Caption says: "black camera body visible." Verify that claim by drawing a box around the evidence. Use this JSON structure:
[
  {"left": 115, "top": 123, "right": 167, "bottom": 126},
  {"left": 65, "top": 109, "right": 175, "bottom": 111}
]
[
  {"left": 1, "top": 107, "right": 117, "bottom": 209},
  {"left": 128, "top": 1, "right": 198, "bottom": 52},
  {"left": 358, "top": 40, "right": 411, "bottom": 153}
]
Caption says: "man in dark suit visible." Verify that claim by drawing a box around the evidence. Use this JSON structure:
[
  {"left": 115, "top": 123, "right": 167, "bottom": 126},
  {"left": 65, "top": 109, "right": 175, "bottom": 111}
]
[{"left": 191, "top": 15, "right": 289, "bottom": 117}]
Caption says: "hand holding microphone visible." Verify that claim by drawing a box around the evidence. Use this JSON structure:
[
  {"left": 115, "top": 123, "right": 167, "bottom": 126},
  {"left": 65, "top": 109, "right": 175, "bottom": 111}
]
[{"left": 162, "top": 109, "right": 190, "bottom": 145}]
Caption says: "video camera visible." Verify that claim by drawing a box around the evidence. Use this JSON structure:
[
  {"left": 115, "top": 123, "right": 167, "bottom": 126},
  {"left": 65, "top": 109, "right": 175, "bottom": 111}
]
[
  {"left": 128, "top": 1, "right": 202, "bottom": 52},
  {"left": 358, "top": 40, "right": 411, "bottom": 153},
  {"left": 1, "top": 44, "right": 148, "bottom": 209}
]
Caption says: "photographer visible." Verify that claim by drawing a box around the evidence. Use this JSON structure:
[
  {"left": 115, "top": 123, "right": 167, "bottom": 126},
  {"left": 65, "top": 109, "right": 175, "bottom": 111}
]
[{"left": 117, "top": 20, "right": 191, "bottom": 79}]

________

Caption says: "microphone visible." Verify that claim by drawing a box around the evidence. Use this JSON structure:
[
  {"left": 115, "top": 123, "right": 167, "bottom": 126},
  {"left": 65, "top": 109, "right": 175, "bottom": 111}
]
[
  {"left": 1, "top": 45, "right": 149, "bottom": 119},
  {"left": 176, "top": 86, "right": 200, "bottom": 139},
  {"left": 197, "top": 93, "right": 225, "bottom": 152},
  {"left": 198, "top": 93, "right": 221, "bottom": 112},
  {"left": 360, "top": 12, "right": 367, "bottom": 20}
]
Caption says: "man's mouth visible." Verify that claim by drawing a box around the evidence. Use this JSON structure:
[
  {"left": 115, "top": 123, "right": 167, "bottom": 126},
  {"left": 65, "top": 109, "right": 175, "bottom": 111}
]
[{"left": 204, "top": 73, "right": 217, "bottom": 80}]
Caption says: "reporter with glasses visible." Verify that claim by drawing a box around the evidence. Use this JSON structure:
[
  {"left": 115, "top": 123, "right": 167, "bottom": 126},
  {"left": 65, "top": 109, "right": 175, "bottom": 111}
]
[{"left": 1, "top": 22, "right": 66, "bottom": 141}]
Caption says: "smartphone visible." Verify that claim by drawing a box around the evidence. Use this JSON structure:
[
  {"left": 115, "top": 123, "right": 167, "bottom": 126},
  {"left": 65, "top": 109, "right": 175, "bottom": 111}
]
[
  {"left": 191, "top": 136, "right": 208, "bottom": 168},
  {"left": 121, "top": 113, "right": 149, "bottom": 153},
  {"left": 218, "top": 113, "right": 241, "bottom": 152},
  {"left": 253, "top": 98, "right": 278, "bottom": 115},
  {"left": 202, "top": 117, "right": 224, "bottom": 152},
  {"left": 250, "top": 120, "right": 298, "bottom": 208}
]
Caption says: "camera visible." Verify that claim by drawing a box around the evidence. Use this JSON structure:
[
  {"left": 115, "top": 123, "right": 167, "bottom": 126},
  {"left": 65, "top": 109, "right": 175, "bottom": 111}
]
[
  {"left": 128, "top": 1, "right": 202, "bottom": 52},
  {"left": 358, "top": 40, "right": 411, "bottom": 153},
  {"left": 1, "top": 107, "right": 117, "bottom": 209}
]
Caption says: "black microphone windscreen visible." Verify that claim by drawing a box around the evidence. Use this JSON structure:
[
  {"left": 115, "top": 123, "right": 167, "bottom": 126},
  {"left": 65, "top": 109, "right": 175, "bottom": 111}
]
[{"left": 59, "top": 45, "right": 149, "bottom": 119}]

________

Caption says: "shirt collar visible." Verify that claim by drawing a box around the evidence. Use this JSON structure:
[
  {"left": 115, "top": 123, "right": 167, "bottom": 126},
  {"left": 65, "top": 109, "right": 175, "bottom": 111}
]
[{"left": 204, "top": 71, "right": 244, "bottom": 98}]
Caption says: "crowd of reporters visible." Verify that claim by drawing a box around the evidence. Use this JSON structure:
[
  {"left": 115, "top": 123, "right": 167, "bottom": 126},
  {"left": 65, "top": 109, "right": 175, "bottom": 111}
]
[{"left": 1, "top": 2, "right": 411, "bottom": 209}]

________

- Challenge -
Please return every row above that contains the word "microphone", copying each one in full.

- Output below -
Caption says: "hand holding microphone visible." Verify that claim by drawing a box around the evidence. Use this JSON structure:
Caption says: "microphone visible." Verify that claim by drawing a box around the evidence. Use this JSON structure:
Caption says: "black microphone windscreen visible." Verify that claim by drawing a box around the evidence. Use this JSON structure:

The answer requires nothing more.